RECORDS FOR THIS TASK:

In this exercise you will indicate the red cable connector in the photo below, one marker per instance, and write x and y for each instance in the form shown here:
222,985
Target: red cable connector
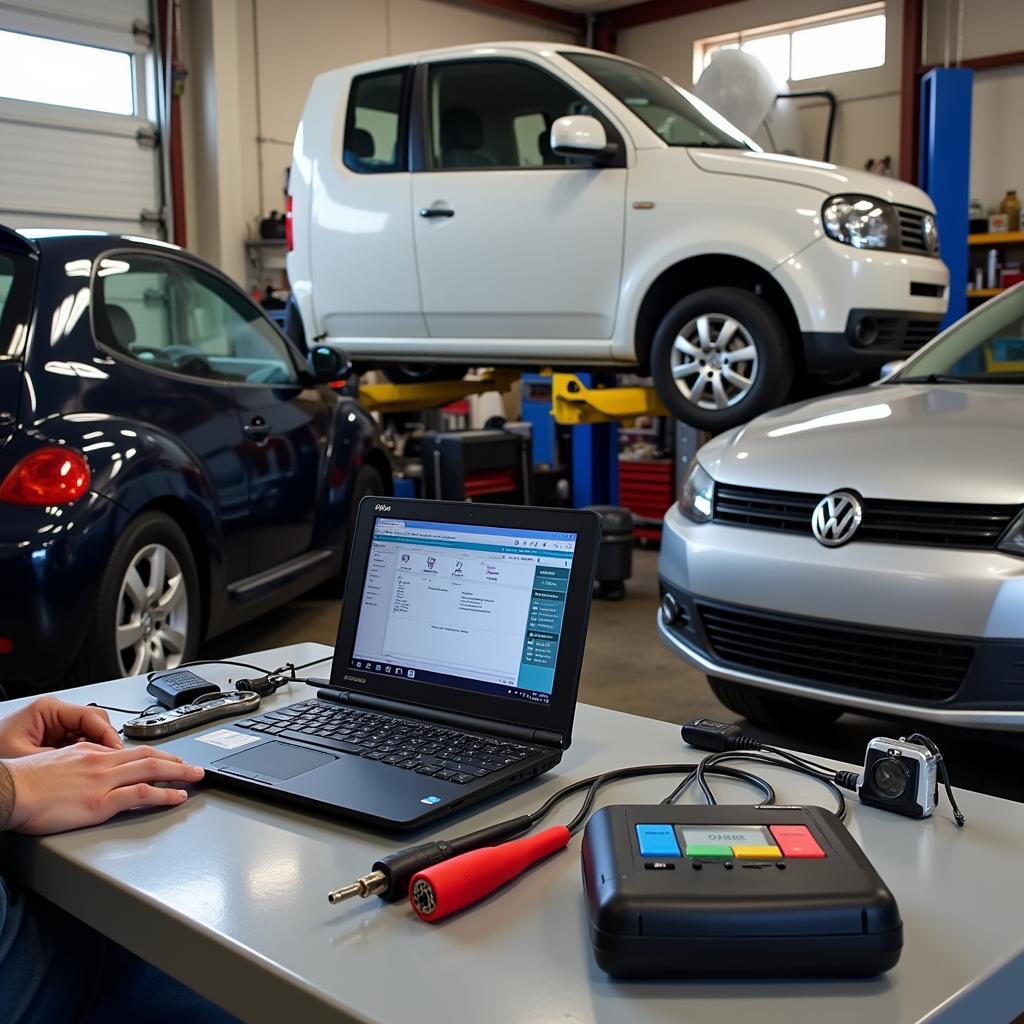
452,885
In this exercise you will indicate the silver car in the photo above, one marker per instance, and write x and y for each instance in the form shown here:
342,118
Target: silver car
865,551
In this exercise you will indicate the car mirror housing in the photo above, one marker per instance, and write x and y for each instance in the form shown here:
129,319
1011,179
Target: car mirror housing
328,365
581,136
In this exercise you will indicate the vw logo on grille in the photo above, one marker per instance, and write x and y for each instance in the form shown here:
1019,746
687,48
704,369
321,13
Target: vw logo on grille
836,518
930,233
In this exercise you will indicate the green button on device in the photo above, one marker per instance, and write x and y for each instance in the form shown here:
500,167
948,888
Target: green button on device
710,852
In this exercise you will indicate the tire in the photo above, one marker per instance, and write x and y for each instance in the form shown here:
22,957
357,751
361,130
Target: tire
165,617
776,713
688,337
422,373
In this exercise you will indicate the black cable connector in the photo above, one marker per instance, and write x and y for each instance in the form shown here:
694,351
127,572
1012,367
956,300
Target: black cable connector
707,734
389,877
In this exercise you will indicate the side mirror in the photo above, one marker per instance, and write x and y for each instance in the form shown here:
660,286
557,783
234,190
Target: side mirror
581,136
328,365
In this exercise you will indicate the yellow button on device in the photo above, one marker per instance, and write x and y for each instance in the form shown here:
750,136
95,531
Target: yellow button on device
757,852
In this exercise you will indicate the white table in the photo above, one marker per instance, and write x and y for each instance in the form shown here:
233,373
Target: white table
228,894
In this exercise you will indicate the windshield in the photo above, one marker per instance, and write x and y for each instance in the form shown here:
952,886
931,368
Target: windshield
15,296
986,347
678,117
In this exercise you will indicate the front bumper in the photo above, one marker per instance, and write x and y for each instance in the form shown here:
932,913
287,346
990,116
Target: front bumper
931,635
833,286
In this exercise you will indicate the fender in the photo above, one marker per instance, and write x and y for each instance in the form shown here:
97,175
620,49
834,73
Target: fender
140,466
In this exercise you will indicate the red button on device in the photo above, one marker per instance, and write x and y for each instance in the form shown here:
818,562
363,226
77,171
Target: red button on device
797,842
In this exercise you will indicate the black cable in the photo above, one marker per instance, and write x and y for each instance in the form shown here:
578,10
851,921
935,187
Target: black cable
941,764
160,673
714,760
595,782
308,665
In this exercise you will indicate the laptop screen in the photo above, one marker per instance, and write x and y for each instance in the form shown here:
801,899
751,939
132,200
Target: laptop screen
470,606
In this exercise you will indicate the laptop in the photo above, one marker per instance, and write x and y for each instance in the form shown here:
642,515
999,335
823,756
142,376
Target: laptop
455,674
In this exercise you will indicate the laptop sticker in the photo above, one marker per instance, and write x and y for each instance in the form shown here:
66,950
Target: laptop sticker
227,739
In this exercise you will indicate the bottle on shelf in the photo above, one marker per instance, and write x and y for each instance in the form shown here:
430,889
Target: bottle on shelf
1011,206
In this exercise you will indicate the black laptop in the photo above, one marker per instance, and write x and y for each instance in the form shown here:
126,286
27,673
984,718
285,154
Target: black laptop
455,674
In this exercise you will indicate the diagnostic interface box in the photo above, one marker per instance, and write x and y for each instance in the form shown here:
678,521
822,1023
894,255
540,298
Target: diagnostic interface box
734,891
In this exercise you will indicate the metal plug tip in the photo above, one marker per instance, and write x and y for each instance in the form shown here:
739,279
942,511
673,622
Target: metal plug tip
369,885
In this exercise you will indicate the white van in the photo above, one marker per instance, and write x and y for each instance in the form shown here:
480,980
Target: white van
548,205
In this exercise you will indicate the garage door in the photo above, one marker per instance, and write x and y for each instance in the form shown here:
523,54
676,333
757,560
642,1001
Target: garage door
78,138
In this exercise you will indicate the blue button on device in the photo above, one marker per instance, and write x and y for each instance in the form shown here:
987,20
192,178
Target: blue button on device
657,841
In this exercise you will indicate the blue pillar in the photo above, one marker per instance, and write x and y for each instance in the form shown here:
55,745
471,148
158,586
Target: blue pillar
945,170
595,461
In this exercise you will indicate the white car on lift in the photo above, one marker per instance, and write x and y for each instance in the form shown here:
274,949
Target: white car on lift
547,205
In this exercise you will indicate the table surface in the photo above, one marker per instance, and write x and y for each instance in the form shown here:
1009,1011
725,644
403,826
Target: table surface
228,894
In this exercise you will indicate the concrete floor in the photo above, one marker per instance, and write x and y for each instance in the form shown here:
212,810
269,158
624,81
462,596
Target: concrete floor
628,669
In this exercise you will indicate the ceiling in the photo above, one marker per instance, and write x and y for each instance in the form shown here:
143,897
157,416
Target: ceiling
589,6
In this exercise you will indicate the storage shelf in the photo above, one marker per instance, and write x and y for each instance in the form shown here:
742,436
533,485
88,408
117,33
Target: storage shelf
996,239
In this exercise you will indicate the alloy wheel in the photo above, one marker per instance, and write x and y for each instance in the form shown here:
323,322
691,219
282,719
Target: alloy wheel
153,612
714,361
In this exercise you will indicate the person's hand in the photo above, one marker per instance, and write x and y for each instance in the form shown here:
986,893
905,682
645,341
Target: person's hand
85,783
48,723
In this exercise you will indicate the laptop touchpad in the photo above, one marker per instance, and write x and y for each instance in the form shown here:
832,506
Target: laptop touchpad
274,762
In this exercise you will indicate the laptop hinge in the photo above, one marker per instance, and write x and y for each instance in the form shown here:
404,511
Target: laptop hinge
520,732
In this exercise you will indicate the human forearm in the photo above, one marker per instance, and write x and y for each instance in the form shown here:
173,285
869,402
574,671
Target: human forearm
6,797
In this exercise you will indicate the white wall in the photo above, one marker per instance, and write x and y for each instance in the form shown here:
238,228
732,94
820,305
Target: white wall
989,27
867,119
251,62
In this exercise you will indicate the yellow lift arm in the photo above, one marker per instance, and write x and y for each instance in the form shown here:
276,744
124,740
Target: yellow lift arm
572,401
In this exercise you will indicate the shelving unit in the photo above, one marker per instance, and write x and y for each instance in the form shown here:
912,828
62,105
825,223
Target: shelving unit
989,240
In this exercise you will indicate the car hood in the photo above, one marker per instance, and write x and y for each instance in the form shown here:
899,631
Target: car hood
905,441
827,178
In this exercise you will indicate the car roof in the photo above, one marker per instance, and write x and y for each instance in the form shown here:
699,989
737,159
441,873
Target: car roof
39,238
474,50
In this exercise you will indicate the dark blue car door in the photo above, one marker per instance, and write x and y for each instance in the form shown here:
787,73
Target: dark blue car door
285,425
162,380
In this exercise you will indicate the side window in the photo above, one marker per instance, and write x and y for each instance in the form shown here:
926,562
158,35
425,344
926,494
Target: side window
498,114
374,125
171,315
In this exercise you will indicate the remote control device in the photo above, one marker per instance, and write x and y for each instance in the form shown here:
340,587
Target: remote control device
172,689
730,891
166,723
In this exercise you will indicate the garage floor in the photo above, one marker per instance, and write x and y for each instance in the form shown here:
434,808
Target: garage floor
628,669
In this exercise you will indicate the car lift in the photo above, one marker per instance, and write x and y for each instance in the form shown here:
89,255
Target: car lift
551,397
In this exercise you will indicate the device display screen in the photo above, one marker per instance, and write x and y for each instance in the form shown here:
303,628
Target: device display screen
727,836
477,607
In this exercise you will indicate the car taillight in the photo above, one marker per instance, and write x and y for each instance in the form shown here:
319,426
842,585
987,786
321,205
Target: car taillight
49,476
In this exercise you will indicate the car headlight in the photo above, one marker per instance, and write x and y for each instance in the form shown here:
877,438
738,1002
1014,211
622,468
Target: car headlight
861,221
1013,539
696,496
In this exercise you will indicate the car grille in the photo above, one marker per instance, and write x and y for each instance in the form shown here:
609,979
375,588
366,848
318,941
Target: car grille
904,336
932,523
861,658
911,238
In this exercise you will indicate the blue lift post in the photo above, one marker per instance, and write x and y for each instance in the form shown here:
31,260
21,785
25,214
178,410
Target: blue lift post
595,461
945,170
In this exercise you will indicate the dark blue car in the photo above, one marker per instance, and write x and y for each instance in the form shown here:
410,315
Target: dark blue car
169,467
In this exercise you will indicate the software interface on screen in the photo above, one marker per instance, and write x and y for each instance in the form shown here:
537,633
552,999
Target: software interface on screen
478,607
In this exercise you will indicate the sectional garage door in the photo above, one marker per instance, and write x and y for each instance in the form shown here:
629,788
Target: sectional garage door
78,132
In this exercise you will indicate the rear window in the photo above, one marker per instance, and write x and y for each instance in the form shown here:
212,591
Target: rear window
16,273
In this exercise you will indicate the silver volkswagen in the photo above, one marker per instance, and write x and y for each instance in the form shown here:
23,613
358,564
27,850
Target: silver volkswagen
865,551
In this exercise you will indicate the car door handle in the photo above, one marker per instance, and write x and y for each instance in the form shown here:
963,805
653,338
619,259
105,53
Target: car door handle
258,430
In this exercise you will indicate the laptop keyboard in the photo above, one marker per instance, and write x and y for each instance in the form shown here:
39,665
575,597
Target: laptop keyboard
420,747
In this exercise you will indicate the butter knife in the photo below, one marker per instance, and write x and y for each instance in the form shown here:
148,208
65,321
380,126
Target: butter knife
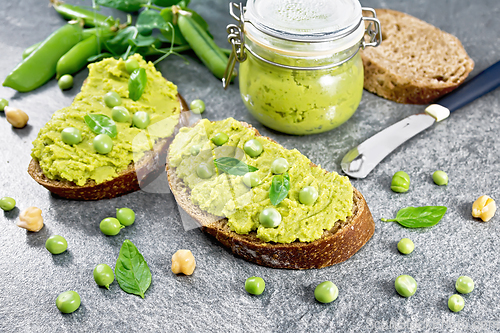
361,160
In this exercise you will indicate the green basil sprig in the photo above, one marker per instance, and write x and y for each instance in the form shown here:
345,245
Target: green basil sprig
419,217
101,124
233,166
280,186
132,271
137,83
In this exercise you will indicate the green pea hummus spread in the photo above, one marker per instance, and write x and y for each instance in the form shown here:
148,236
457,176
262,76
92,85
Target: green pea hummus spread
80,163
227,196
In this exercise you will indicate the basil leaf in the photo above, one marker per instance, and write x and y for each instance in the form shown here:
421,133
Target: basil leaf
233,166
137,83
132,271
101,124
419,217
280,186
125,5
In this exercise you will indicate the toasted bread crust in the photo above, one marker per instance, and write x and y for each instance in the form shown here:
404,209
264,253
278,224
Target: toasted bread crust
416,63
129,180
335,246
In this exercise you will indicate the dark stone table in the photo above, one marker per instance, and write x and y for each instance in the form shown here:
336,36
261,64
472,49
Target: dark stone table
213,299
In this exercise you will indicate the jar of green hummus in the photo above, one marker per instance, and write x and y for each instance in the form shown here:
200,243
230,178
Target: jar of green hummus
300,68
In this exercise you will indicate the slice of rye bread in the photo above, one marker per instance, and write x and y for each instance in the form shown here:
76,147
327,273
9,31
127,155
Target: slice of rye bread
416,63
335,245
129,180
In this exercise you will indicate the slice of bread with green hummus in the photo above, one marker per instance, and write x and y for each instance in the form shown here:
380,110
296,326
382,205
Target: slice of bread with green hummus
306,248
416,62
138,156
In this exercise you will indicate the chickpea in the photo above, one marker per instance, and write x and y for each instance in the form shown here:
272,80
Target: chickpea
16,117
31,219
484,208
183,262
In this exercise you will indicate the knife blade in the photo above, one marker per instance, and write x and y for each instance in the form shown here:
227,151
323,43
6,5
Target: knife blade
361,160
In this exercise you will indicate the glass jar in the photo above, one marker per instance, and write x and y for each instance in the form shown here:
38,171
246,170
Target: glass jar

EXERCISE:
Within the records above, each line containing "glass" is to be returned.

RESULT:
In this exercise you will indicate the glass jar in the photo above, one marker per instance, and write x and y for each instance in the form shown here:
Target: glass jar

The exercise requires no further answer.